WHAT TO DO:
Quote the passage about Samuel Grose junior word for word, beginning at the words containing "Samuel Grose junior (1791-1866)" and stopping after "of his death.".

Samuel Grose junior (1791-1866) was called ‘the most scientific engineer in Cornwall’. He was a pupil of Richard Trevithick and employed around 1812 at Wheal Prosper to erect a high pressure engine. From his obituary we also discover…

He was engineer to some of the principal mines in Cornwall up to the time of his death.
In 1825 Mr. S. Grose first introduced clothing the cylinders, nozzles, steam pipes, &c., in an engine at Wheal Hope mine, and in 1827 he carried out his plans in an 80in. engine at Wheal Lowan mine; he also increased the pressure of steam there, obtaining from this engine a duty of 60,000,000. His engines were always characterised by a strict attention to detail, which displayed a keen discernment on the part of the designer.
We had the pleasure of his acquaintance, and much admired his kind disposition and unpretending manners. He lived not to astonish the world with very brilliant discoveries, but he “Did good by stealth and blushed to find it fame”, and left the world bequeathing to engineering science his improvements in the Cornish engine, which rank first in importance since the time of Trevithick and Wolf.

via Samuel Grose – Graces Guide

Family Connections:

Samuel junior was the son of Samuel Grose senior (1764-1825) who managed Dodington Copper Mines in Somerset and held positions at mines in Cornwall, including Wheal Alfred.

This makes him the nephew of Matthew Grose (1761-1824) who was a Mine Agent at Dodington Mines. Matthew’s memorial, also at Gwinear, is covered in this post.

Samuel Grose junior is the first cousin of John Grose (1793-1842), the grocer and draper from Goldsithney, Perranuthnoe, Cornwall who also has a memorial at Gwinear. On the photo (above), it can be seen in the background.

Likewise, Samuel Grose junior is the first cousin of Matthew Grose (1788-1849) who migrated to Foxdale, Isle of Man. This cousin was a Mine Agent at the Foxdale Mines from 1828-1846, before opening a ‘fine granite quarry’ near Foxdale.

Samuel Grose’s Will:

The details and date on his Will, match perfectly with those on the grave.

ENTRIES:
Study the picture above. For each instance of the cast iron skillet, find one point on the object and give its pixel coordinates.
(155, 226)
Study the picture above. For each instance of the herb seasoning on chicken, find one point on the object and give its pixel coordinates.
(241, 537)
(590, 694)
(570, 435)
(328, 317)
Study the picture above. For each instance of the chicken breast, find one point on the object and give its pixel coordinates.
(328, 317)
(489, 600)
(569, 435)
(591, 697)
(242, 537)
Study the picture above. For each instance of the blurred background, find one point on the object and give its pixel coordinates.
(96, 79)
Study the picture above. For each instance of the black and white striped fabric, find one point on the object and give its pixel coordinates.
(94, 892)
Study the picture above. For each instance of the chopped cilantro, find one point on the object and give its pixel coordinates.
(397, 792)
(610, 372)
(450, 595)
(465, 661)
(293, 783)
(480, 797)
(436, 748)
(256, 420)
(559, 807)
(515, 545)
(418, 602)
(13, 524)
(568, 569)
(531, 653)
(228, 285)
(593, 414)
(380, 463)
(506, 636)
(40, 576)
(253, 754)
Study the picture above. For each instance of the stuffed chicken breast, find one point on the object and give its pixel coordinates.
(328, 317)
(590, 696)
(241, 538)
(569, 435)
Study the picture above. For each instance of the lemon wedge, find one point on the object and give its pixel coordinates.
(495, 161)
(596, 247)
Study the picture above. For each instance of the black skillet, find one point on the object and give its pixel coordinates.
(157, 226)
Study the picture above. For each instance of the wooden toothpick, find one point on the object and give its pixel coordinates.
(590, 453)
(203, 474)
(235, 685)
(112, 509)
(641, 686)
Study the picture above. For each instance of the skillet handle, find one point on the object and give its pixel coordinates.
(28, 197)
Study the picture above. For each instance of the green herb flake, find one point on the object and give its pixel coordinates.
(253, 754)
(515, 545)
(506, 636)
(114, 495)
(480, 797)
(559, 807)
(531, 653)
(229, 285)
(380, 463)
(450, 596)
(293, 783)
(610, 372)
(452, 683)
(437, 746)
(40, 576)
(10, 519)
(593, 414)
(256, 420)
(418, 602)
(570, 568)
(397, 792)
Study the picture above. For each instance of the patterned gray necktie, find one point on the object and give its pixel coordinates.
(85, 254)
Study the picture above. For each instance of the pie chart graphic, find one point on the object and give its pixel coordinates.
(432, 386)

---

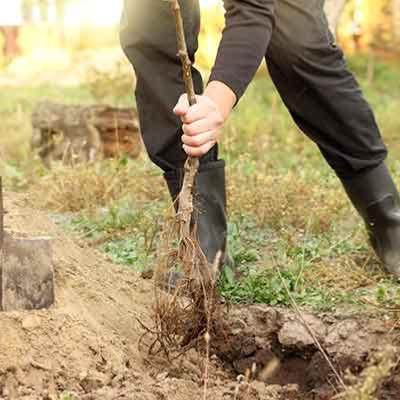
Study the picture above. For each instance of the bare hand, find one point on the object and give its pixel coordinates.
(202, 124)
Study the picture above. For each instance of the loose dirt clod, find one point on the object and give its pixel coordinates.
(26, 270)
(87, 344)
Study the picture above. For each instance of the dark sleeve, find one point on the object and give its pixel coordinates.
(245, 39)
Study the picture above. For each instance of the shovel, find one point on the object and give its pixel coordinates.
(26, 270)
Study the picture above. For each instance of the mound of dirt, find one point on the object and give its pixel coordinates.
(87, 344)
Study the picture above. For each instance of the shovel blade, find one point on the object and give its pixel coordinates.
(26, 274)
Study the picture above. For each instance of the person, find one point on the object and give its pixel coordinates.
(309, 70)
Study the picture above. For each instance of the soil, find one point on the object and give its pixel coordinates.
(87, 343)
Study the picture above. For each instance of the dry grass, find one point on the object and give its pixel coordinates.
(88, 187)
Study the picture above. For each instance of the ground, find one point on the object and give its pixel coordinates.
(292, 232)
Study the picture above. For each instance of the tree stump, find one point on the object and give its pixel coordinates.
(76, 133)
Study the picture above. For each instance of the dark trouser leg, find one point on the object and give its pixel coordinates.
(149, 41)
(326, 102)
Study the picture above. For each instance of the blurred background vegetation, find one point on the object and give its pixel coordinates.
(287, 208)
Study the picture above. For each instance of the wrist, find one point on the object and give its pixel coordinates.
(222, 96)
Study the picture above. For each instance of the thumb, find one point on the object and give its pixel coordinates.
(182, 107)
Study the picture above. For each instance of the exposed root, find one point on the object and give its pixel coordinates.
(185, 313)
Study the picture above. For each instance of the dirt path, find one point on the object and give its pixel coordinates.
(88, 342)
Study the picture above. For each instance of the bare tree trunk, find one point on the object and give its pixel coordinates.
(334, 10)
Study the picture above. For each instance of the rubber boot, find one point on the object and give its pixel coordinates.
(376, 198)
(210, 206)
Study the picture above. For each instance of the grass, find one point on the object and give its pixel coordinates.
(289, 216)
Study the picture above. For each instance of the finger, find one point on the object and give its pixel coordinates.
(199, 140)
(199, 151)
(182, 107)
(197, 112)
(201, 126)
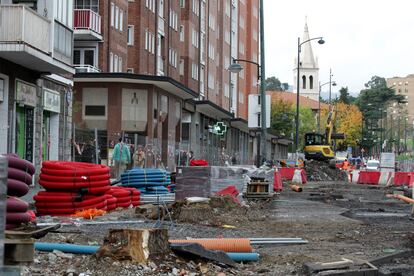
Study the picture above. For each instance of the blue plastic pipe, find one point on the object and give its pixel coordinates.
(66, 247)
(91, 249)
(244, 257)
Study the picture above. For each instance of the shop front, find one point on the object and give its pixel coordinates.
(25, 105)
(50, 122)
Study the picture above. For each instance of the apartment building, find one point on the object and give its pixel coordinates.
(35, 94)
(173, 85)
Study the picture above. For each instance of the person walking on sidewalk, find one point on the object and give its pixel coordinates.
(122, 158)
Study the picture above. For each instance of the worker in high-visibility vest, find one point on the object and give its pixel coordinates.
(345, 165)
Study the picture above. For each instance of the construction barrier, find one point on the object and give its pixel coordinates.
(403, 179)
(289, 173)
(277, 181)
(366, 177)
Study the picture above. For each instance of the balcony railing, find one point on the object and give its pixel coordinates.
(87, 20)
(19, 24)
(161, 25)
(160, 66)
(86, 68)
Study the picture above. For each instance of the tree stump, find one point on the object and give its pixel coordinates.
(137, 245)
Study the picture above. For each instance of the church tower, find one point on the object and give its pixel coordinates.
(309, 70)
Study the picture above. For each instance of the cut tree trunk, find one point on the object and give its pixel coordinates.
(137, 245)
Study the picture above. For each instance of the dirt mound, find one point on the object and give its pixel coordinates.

--

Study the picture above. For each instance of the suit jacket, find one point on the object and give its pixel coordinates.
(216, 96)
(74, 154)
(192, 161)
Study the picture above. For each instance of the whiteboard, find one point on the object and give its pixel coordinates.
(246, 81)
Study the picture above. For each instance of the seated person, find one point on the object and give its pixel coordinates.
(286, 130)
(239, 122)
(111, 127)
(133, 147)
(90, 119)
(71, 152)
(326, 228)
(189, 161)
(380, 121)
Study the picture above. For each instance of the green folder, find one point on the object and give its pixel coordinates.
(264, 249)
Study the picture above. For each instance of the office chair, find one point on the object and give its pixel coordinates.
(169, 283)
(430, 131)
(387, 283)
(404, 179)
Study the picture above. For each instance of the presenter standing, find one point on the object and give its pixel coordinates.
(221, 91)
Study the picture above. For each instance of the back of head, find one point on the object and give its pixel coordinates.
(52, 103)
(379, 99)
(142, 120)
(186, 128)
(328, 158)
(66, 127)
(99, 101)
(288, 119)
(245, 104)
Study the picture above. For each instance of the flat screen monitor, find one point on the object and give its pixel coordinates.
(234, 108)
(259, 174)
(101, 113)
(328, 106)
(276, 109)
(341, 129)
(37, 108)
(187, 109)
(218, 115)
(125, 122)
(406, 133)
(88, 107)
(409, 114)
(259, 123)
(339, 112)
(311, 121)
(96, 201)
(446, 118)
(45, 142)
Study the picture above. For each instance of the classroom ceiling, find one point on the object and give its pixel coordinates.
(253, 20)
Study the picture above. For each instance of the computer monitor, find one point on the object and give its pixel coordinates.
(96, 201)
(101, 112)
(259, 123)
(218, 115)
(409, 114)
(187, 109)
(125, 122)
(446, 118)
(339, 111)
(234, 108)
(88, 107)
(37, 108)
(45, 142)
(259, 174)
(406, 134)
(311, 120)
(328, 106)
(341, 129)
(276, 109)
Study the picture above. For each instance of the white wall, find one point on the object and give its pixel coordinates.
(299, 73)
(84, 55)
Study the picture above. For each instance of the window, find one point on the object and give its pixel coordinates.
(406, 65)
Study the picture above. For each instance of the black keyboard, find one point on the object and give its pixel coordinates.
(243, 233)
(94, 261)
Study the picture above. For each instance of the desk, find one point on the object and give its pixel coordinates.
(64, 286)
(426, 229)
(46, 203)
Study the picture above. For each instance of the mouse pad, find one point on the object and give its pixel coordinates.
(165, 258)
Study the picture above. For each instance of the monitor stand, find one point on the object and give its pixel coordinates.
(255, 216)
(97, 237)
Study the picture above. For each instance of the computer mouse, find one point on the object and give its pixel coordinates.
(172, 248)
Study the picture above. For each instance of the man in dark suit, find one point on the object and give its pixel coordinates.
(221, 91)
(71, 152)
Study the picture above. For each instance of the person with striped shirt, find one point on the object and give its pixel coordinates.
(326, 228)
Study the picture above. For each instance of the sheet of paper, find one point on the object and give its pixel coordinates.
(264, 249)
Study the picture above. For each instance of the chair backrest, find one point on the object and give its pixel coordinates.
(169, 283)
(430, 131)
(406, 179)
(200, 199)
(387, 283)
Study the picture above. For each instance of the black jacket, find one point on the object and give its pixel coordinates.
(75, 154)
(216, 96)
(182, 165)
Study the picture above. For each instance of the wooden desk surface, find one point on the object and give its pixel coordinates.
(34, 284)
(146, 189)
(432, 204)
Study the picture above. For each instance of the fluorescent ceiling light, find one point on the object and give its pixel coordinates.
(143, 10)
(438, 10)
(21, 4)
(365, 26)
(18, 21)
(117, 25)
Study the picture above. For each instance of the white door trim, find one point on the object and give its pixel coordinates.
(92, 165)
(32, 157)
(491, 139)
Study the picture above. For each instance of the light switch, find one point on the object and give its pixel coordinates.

OUTPUT FOR THIS TASK:
Samuel Grose junior (1791-1866) was called ‘the most scientific engineer in Cornwall’. He was a pupil of Richard Trevithick and employed around 1812 at Wheal Prosper to erect a high pressure engine. From his obituary we also discover…

He was engineer to some of the principal mines in Cornwall up to the time of his death.